[Opening Source data section]

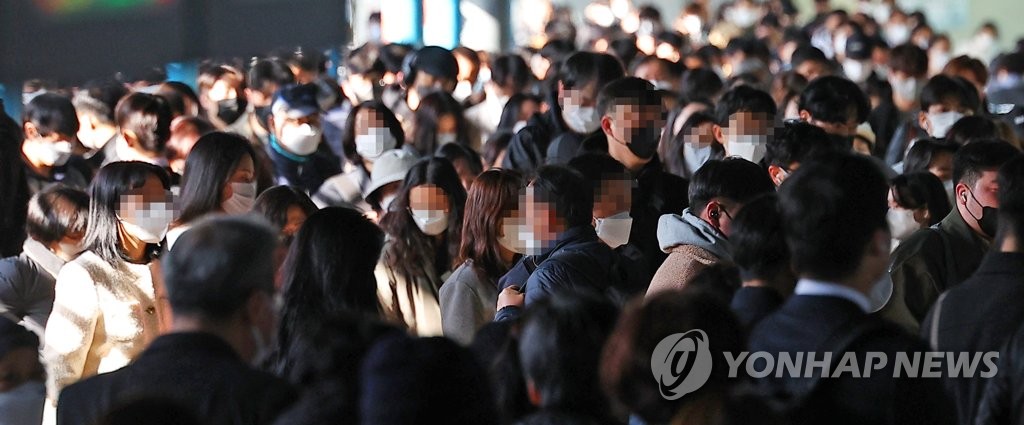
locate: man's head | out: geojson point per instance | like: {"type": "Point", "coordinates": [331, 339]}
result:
{"type": "Point", "coordinates": [144, 121]}
{"type": "Point", "coordinates": [50, 126]}
{"type": "Point", "coordinates": [94, 104]}
{"type": "Point", "coordinates": [796, 143]}
{"type": "Point", "coordinates": [295, 121]}
{"type": "Point", "coordinates": [975, 174]}
{"type": "Point", "coordinates": [581, 79]}
{"type": "Point", "coordinates": [834, 103]}
{"type": "Point", "coordinates": [721, 187]}
{"type": "Point", "coordinates": [556, 201]}
{"type": "Point", "coordinates": [220, 278]}
{"type": "Point", "coordinates": [1011, 196]}
{"type": "Point", "coordinates": [632, 118]}
{"type": "Point", "coordinates": [943, 101]}
{"type": "Point", "coordinates": [744, 116]}
{"type": "Point", "coordinates": [834, 215]}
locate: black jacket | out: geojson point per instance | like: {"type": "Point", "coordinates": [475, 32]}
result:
{"type": "Point", "coordinates": [199, 371]}
{"type": "Point", "coordinates": [977, 315]}
{"type": "Point", "coordinates": [813, 324]}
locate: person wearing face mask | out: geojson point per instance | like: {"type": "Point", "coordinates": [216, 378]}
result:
{"type": "Point", "coordinates": [554, 137]}
{"type": "Point", "coordinates": [56, 224]}
{"type": "Point", "coordinates": [946, 254]}
{"type": "Point", "coordinates": [110, 302]}
{"type": "Point", "coordinates": [439, 121]}
{"type": "Point", "coordinates": [220, 286]}
{"type": "Point", "coordinates": [563, 251]}
{"type": "Point", "coordinates": [632, 119]}
{"type": "Point", "coordinates": [488, 248]}
{"type": "Point", "coordinates": [699, 237]}
{"type": "Point", "coordinates": [424, 227]}
{"type": "Point", "coordinates": [50, 125]}
{"type": "Point", "coordinates": [296, 146]}
{"type": "Point", "coordinates": [916, 201]}
{"type": "Point", "coordinates": [613, 222]}
{"type": "Point", "coordinates": [94, 103]}
{"type": "Point", "coordinates": [222, 95]}
{"type": "Point", "coordinates": [370, 131]}
{"type": "Point", "coordinates": [744, 118]}
{"type": "Point", "coordinates": [219, 178]}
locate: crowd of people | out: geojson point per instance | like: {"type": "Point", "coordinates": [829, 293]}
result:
{"type": "Point", "coordinates": [505, 238]}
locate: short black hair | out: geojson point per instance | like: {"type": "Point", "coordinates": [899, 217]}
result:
{"type": "Point", "coordinates": [830, 210]}
{"type": "Point", "coordinates": [218, 264]}
{"type": "Point", "coordinates": [56, 212]}
{"type": "Point", "coordinates": [733, 178]}
{"type": "Point", "coordinates": [567, 192]}
{"type": "Point", "coordinates": [627, 91]}
{"type": "Point", "coordinates": [51, 113]}
{"type": "Point", "coordinates": [980, 156]}
{"type": "Point", "coordinates": [832, 99]}
{"type": "Point", "coordinates": [560, 350]}
{"type": "Point", "coordinates": [744, 98]}
{"type": "Point", "coordinates": [759, 240]}
{"type": "Point", "coordinates": [941, 88]}
{"type": "Point", "coordinates": [797, 142]}
{"type": "Point", "coordinates": [585, 68]}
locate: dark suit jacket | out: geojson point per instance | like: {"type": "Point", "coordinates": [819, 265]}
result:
{"type": "Point", "coordinates": [199, 371]}
{"type": "Point", "coordinates": [809, 324]}
{"type": "Point", "coordinates": [978, 315]}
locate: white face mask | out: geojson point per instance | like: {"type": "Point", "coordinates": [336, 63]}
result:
{"type": "Point", "coordinates": [50, 154]}
{"type": "Point", "coordinates": [242, 200]}
{"type": "Point", "coordinates": [901, 223]}
{"type": "Point", "coordinates": [942, 122]}
{"type": "Point", "coordinates": [856, 71]}
{"type": "Point", "coordinates": [749, 146]}
{"type": "Point", "coordinates": [582, 119]}
{"type": "Point", "coordinates": [301, 139]}
{"type": "Point", "coordinates": [371, 145]}
{"type": "Point", "coordinates": [148, 223]}
{"type": "Point", "coordinates": [907, 89]}
{"type": "Point", "coordinates": [614, 229]}
{"type": "Point", "coordinates": [445, 138]}
{"type": "Point", "coordinates": [431, 222]}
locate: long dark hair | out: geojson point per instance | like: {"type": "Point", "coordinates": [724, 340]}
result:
{"type": "Point", "coordinates": [330, 269]}
{"type": "Point", "coordinates": [209, 166]}
{"type": "Point", "coordinates": [432, 108]}
{"type": "Point", "coordinates": [410, 249]}
{"type": "Point", "coordinates": [494, 196]}
{"type": "Point", "coordinates": [13, 187]}
{"type": "Point", "coordinates": [114, 180]}
{"type": "Point", "coordinates": [390, 122]}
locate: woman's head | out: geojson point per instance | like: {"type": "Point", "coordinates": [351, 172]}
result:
{"type": "Point", "coordinates": [372, 129]}
{"type": "Point", "coordinates": [493, 199]}
{"type": "Point", "coordinates": [131, 202]}
{"type": "Point", "coordinates": [220, 175]}
{"type": "Point", "coordinates": [330, 265]}
{"type": "Point", "coordinates": [438, 121]}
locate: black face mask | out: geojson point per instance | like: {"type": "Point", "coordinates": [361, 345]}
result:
{"type": "Point", "coordinates": [228, 111]}
{"type": "Point", "coordinates": [989, 220]}
{"type": "Point", "coordinates": [263, 116]}
{"type": "Point", "coordinates": [643, 141]}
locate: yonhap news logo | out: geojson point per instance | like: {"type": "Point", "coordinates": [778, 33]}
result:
{"type": "Point", "coordinates": [682, 364]}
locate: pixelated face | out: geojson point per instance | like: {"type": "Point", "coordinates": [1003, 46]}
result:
{"type": "Point", "coordinates": [146, 202]}
{"type": "Point", "coordinates": [615, 196]}
{"type": "Point", "coordinates": [428, 197]}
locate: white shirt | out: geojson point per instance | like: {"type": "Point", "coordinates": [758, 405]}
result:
{"type": "Point", "coordinates": [826, 289]}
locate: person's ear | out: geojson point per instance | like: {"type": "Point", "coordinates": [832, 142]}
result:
{"type": "Point", "coordinates": [31, 131]}
{"type": "Point", "coordinates": [805, 116]}
{"type": "Point", "coordinates": [924, 123]}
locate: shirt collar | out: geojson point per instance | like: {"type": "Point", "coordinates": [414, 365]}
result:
{"type": "Point", "coordinates": [827, 289]}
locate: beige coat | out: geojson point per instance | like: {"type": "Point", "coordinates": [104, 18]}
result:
{"type": "Point", "coordinates": [103, 315]}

[Closing Source data section]

What you have to do>
Give the entries above again in full and exactly, but not the pictures.

Result of the task>
locate: man's head | out: geojson point per instance | like: {"type": "Point", "coordinates": [331, 339]}
result:
{"type": "Point", "coordinates": [144, 121]}
{"type": "Point", "coordinates": [50, 126]}
{"type": "Point", "coordinates": [94, 104]}
{"type": "Point", "coordinates": [796, 143]}
{"type": "Point", "coordinates": [295, 121]}
{"type": "Point", "coordinates": [975, 174]}
{"type": "Point", "coordinates": [581, 79]}
{"type": "Point", "coordinates": [834, 103]}
{"type": "Point", "coordinates": [721, 187]}
{"type": "Point", "coordinates": [556, 201]}
{"type": "Point", "coordinates": [220, 278]}
{"type": "Point", "coordinates": [1011, 196]}
{"type": "Point", "coordinates": [632, 118]}
{"type": "Point", "coordinates": [943, 101]}
{"type": "Point", "coordinates": [744, 116]}
{"type": "Point", "coordinates": [834, 215]}
locate: black jacket | out: geojson point per instance | like: {"type": "Point", "coordinates": [475, 32]}
result:
{"type": "Point", "coordinates": [199, 371]}
{"type": "Point", "coordinates": [977, 315]}
{"type": "Point", "coordinates": [813, 324]}
locate: person wearing face mask | out: geojson point per instance | like: {"type": "Point", "coordinates": [216, 378]}
result:
{"type": "Point", "coordinates": [554, 137]}
{"type": "Point", "coordinates": [56, 224]}
{"type": "Point", "coordinates": [946, 254]}
{"type": "Point", "coordinates": [110, 302]}
{"type": "Point", "coordinates": [439, 121]}
{"type": "Point", "coordinates": [220, 286]}
{"type": "Point", "coordinates": [563, 251]}
{"type": "Point", "coordinates": [632, 119]}
{"type": "Point", "coordinates": [488, 248]}
{"type": "Point", "coordinates": [699, 237]}
{"type": "Point", "coordinates": [424, 227]}
{"type": "Point", "coordinates": [50, 125]}
{"type": "Point", "coordinates": [296, 146]}
{"type": "Point", "coordinates": [916, 201]}
{"type": "Point", "coordinates": [613, 222]}
{"type": "Point", "coordinates": [94, 103]}
{"type": "Point", "coordinates": [222, 95]}
{"type": "Point", "coordinates": [370, 131]}
{"type": "Point", "coordinates": [744, 118]}
{"type": "Point", "coordinates": [219, 178]}
locate: crowd of people | out: geojson point per instance | like: {"type": "Point", "coordinates": [829, 293]}
result:
{"type": "Point", "coordinates": [505, 238]}
locate: short black hair | out: geojson point per instance | like: {"type": "Point", "coordinates": [899, 217]}
result:
{"type": "Point", "coordinates": [830, 210]}
{"type": "Point", "coordinates": [218, 264]}
{"type": "Point", "coordinates": [56, 212]}
{"type": "Point", "coordinates": [733, 178]}
{"type": "Point", "coordinates": [567, 192]}
{"type": "Point", "coordinates": [627, 91]}
{"type": "Point", "coordinates": [51, 113]}
{"type": "Point", "coordinates": [980, 156]}
{"type": "Point", "coordinates": [832, 99]}
{"type": "Point", "coordinates": [560, 350]}
{"type": "Point", "coordinates": [744, 98]}
{"type": "Point", "coordinates": [759, 240]}
{"type": "Point", "coordinates": [941, 88]}
{"type": "Point", "coordinates": [797, 142]}
{"type": "Point", "coordinates": [585, 68]}
locate: dark suit jacket | out: geojson point per instance | like: {"type": "Point", "coordinates": [819, 265]}
result:
{"type": "Point", "coordinates": [199, 371]}
{"type": "Point", "coordinates": [809, 324]}
{"type": "Point", "coordinates": [978, 315]}
locate: white face mask | out: geojson point per instance | like: {"type": "Point", "coordinates": [336, 63]}
result:
{"type": "Point", "coordinates": [50, 154]}
{"type": "Point", "coordinates": [242, 200]}
{"type": "Point", "coordinates": [901, 223]}
{"type": "Point", "coordinates": [942, 122]}
{"type": "Point", "coordinates": [856, 71]}
{"type": "Point", "coordinates": [749, 146]}
{"type": "Point", "coordinates": [582, 119]}
{"type": "Point", "coordinates": [301, 139]}
{"type": "Point", "coordinates": [371, 145]}
{"type": "Point", "coordinates": [148, 223]}
{"type": "Point", "coordinates": [907, 89]}
{"type": "Point", "coordinates": [614, 229]}
{"type": "Point", "coordinates": [445, 138]}
{"type": "Point", "coordinates": [431, 222]}
locate: long dark hair | out: geojson point per instance | like: {"type": "Point", "coordinates": [724, 340]}
result:
{"type": "Point", "coordinates": [330, 269]}
{"type": "Point", "coordinates": [209, 166]}
{"type": "Point", "coordinates": [432, 108]}
{"type": "Point", "coordinates": [410, 249]}
{"type": "Point", "coordinates": [494, 196]}
{"type": "Point", "coordinates": [13, 187]}
{"type": "Point", "coordinates": [114, 180]}
{"type": "Point", "coordinates": [390, 122]}
locate: woman's head | out: geojson point per instance | like: {"type": "Point", "coordinates": [351, 172]}
result:
{"type": "Point", "coordinates": [372, 129]}
{"type": "Point", "coordinates": [493, 199]}
{"type": "Point", "coordinates": [131, 202]}
{"type": "Point", "coordinates": [220, 175]}
{"type": "Point", "coordinates": [330, 265]}
{"type": "Point", "coordinates": [438, 121]}
locate: black face mask | out: geojson point per instance | like: {"type": "Point", "coordinates": [361, 345]}
result:
{"type": "Point", "coordinates": [228, 111]}
{"type": "Point", "coordinates": [989, 220]}
{"type": "Point", "coordinates": [263, 116]}
{"type": "Point", "coordinates": [643, 141]}
locate: yonhap news logo | out: geojson point per instance | like: {"type": "Point", "coordinates": [778, 33]}
result:
{"type": "Point", "coordinates": [682, 364]}
locate: pixelated face | out: geojson point per instance | like: {"type": "Point", "coordinates": [1003, 46]}
result:
{"type": "Point", "coordinates": [146, 202]}
{"type": "Point", "coordinates": [615, 196]}
{"type": "Point", "coordinates": [428, 197]}
locate: white shirt | out: geojson point per instance | like: {"type": "Point", "coordinates": [758, 405]}
result:
{"type": "Point", "coordinates": [826, 289]}
locate: person's ear | out: geojson point per instance | like: {"type": "Point", "coordinates": [832, 142]}
result:
{"type": "Point", "coordinates": [31, 131]}
{"type": "Point", "coordinates": [805, 116]}
{"type": "Point", "coordinates": [924, 123]}
locate: shirt collar | out: geojson point per instance | like: {"type": "Point", "coordinates": [414, 365]}
result:
{"type": "Point", "coordinates": [827, 289]}
locate: beige coat | out: geojson point per instance | like: {"type": "Point", "coordinates": [104, 18]}
result:
{"type": "Point", "coordinates": [103, 315]}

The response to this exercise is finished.